> _Task brief_
Could you give the records again, starting with the first line and going on through the line with "positive clicks: (503, 568) (421, 525)", with "positive clicks" switched to "foreground points" and everything else unchanged?

>>>

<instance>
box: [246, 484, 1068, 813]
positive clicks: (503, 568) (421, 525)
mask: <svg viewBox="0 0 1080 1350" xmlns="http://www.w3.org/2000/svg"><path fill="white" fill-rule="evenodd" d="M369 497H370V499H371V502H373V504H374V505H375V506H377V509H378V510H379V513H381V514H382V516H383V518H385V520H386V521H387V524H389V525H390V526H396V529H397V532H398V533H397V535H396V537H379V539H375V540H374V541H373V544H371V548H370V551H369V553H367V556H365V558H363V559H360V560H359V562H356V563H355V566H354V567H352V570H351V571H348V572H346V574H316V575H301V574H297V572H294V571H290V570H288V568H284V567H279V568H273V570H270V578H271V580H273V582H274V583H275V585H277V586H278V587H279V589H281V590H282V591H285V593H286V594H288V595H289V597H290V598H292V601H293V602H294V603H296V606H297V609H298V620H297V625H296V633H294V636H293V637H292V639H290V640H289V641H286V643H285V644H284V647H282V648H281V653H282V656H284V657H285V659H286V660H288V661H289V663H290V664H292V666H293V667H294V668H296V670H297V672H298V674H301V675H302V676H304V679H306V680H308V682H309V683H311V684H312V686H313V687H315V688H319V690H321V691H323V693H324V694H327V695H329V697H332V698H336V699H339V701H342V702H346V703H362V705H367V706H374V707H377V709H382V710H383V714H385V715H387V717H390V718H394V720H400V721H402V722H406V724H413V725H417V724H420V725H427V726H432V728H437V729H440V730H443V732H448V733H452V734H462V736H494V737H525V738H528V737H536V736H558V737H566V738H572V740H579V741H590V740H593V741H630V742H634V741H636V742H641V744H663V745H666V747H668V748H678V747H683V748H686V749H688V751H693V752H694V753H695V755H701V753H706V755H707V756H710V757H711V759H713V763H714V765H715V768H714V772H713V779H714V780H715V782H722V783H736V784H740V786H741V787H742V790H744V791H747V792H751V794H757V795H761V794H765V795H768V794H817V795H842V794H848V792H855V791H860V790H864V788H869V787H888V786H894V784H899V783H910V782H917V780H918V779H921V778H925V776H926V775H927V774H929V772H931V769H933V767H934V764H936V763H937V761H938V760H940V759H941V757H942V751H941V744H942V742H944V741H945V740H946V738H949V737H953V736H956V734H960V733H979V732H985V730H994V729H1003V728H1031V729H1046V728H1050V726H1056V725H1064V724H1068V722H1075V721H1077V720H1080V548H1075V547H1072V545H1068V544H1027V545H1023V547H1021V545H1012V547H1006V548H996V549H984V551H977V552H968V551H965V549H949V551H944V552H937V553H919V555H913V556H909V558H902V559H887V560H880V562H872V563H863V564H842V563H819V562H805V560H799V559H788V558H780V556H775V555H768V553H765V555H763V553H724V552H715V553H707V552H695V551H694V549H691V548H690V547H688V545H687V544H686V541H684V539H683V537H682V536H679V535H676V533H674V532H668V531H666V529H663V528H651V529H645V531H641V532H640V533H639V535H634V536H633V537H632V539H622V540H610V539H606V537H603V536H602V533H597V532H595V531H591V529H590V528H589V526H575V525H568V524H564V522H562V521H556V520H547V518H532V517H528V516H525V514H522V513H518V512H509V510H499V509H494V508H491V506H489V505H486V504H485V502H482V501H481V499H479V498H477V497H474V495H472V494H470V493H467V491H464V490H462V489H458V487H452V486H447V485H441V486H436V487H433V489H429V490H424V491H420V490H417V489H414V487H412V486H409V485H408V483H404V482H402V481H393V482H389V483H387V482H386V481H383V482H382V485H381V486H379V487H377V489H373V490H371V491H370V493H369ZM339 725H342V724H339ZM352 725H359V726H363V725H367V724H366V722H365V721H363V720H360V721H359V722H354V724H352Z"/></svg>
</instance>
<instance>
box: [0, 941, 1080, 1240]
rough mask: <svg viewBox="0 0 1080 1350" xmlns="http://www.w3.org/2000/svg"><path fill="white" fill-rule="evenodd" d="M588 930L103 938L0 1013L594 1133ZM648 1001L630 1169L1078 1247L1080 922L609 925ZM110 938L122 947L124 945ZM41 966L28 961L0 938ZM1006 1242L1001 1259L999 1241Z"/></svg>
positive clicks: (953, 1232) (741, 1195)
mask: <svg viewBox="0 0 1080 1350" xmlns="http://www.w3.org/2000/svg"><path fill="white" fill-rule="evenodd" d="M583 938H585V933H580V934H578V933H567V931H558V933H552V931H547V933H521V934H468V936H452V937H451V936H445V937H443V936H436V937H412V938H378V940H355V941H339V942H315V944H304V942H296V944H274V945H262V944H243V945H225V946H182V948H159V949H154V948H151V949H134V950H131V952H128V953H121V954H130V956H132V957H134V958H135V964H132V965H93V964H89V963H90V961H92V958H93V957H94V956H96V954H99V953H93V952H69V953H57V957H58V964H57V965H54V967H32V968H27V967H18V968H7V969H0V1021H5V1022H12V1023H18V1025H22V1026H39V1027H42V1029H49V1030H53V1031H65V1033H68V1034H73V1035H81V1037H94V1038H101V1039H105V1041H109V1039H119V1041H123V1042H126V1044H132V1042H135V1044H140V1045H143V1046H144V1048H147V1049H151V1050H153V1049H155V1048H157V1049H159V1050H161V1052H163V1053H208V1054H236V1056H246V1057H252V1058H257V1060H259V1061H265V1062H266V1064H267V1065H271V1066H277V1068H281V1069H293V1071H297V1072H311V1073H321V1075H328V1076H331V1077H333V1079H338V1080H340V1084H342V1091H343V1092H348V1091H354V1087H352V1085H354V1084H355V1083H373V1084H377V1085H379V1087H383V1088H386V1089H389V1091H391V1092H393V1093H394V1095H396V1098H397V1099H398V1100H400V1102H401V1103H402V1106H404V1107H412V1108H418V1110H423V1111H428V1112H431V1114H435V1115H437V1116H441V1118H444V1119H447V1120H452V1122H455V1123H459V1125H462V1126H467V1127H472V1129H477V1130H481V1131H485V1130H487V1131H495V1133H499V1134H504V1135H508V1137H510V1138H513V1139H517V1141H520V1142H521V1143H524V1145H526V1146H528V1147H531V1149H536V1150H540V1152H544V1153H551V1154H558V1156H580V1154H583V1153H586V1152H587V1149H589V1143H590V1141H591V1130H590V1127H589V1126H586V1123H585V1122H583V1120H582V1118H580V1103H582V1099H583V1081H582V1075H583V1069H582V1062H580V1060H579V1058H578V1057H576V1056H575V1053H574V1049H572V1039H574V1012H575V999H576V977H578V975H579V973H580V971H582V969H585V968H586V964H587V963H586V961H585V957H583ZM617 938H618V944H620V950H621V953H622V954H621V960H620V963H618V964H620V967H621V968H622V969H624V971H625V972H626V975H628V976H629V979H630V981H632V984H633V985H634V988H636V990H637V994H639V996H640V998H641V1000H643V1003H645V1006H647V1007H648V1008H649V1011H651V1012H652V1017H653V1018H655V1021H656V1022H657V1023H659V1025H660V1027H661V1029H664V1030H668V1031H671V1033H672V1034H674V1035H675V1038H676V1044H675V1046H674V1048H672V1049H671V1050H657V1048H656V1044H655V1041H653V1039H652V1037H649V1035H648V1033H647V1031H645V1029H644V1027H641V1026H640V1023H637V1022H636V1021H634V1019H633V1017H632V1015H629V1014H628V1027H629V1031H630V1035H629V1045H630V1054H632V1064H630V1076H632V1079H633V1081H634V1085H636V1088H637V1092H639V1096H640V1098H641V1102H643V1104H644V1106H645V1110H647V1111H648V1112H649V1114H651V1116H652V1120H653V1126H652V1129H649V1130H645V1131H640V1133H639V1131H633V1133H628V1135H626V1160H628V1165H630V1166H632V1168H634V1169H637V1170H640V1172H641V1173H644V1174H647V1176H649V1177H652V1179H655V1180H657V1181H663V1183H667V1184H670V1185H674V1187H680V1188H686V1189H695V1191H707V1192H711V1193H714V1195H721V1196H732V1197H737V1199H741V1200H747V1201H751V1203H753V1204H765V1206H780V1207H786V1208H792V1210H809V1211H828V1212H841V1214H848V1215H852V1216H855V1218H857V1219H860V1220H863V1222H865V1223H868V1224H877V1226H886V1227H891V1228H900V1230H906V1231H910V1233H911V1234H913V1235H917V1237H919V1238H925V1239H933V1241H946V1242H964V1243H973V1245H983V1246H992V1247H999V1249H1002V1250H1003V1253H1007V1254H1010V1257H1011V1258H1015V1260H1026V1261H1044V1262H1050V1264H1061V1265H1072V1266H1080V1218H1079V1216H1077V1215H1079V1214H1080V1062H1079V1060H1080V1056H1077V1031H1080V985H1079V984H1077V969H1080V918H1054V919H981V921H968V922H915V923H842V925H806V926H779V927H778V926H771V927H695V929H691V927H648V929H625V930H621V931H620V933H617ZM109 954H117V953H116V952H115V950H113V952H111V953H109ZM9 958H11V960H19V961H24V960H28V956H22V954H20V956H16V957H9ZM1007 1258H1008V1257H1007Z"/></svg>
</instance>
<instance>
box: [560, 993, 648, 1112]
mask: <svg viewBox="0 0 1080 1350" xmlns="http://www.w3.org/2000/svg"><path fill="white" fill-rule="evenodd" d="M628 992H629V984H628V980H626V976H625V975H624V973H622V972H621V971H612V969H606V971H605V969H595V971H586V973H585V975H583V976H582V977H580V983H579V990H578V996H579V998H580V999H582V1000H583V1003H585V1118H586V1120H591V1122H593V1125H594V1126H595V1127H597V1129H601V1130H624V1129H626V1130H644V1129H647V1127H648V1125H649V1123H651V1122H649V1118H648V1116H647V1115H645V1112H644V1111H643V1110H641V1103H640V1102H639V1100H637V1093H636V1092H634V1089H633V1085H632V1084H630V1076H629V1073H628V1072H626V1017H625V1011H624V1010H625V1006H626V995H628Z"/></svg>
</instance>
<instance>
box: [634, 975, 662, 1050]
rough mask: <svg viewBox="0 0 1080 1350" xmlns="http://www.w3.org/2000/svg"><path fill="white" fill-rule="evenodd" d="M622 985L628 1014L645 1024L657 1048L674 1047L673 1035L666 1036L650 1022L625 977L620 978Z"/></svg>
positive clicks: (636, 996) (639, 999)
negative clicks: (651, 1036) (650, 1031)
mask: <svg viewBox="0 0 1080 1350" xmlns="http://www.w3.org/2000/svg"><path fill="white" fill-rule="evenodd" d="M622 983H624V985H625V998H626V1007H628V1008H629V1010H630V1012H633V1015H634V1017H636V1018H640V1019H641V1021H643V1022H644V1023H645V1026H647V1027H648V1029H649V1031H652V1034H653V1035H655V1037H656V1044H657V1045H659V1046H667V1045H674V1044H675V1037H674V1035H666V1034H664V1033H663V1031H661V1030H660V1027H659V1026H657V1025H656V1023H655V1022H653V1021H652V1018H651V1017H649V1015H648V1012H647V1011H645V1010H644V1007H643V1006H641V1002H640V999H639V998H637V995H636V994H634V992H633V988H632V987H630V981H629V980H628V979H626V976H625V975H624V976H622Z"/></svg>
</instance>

<<<

> _Your solution_
<instance>
box: [246, 484, 1068, 813]
foreground points: (503, 568) (421, 525)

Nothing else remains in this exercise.